# Text to read
::::

Pauline Privilege: A marriage between unbaptized persons is not a sacrament. However, if one of the parties is baptized, and the other party departs, the baptized party may enter a new marriage; when the baptized party enters the new marriage, the former marriage is automatically dissolved. The Pauline Privilege is also known as the Privilege of the Faith since it is seen as favorable to the preservation of the faith of the convert who was baptized. This is called the Pauline Privilege because St. Paul wrote about it to the Corinthians. This Pauline Privilege has been extended to similar cases, but not identical to the situation described above. These cases are then referred to as the Petrine Privilege.
Marriage Ceremony: The sacrament of
marriage is really ministered to the bride and groom by each other.
The Church requires the presence of a properly delegated priest as a
witness necessary for validity; two other witnesses are also
required for validity. In cases where one of the parties being
married is a non-Catholic, a dispensation may be obtained which
allows the non-Catholic minister to be the official witness in place
of the priest. The essential part of the marriage ceremony is the
mutual promise made by the bride and groom. The marriage ritual
allows for many options in the course of the rite. Ordinarily the
marriage is celebrated in the church of the bride; however, this is
regulated by custom and not law.
Matter of a Sacrament - That part of a sacrament which is used to perform the
sacramental rite. It is that part of a sacrament with which or to
which something is done in order to confer grace, e.g., water in
baptism, chrism in confirmation, bread and wine in the Eucharist.
Matthew, Saint - This Apostle of Our Lord was also called Levi; the change of his name to Matthew appears to have taken place upon his call to become a disciple. His new name was derived from the Hebrew, meaning gift of Jehovah. Prior to his conversion, Matthew was a tax collector, commonly known as a publican. His place of work was near Capharnaum on the road to Damascus from the Mediterranean; here he collected dues for Herod the tetrarch. He probably belonged to the agent or inferior class of tax collectors, and was not one of the wealthy, grafting collectors. Nevertheless, he was probably fairly rich and had much to give up in becoming a follower of Jesus.

::::

# Written request
In the glossary above, why is the Pauline Privilege given that name?

# Record set
::::

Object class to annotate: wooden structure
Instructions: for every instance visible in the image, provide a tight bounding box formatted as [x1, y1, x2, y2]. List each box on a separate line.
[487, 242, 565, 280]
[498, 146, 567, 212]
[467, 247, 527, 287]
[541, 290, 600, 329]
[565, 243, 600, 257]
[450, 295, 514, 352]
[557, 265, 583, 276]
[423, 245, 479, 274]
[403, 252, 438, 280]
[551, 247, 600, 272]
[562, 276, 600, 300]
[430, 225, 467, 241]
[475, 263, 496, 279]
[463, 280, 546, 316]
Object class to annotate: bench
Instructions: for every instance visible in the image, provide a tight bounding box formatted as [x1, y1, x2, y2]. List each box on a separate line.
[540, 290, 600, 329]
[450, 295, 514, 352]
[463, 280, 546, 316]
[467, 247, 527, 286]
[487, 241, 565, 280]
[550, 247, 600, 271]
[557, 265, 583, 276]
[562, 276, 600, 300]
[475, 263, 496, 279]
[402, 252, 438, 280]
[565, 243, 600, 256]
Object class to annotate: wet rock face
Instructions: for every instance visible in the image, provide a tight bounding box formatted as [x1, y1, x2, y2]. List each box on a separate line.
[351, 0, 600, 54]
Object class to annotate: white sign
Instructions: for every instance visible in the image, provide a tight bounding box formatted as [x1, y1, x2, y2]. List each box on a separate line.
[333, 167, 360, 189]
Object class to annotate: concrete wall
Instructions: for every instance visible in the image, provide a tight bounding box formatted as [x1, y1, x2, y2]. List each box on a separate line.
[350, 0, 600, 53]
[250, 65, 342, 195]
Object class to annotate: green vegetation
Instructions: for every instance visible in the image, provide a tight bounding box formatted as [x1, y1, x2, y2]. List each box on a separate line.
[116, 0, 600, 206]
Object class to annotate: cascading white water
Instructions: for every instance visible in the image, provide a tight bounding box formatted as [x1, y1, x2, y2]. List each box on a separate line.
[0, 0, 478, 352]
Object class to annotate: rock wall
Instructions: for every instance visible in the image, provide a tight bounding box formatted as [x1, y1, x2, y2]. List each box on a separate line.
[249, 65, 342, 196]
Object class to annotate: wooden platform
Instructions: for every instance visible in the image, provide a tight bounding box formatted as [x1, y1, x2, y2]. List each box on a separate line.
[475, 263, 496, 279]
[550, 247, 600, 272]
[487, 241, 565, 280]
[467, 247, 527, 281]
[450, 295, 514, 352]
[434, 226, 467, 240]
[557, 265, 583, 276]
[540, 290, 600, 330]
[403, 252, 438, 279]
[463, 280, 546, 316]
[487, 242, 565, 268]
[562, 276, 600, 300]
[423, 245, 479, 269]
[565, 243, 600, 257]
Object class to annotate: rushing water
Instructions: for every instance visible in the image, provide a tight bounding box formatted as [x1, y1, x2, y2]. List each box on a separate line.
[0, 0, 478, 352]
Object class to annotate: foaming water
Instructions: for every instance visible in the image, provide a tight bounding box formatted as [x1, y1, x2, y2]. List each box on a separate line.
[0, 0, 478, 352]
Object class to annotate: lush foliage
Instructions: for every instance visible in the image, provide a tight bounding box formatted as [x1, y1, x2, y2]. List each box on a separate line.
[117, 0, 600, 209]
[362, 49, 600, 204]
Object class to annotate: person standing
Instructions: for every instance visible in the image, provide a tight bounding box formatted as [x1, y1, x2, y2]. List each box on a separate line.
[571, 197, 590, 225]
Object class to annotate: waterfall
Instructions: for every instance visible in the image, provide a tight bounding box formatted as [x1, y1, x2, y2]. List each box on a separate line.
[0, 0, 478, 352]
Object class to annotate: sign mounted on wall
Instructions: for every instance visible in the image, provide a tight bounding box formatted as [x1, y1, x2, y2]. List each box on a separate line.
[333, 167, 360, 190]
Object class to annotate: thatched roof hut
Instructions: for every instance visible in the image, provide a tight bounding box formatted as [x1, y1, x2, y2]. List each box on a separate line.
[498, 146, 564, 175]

::::

# Solution
Because St. Paul wrote about it to the Corinthians.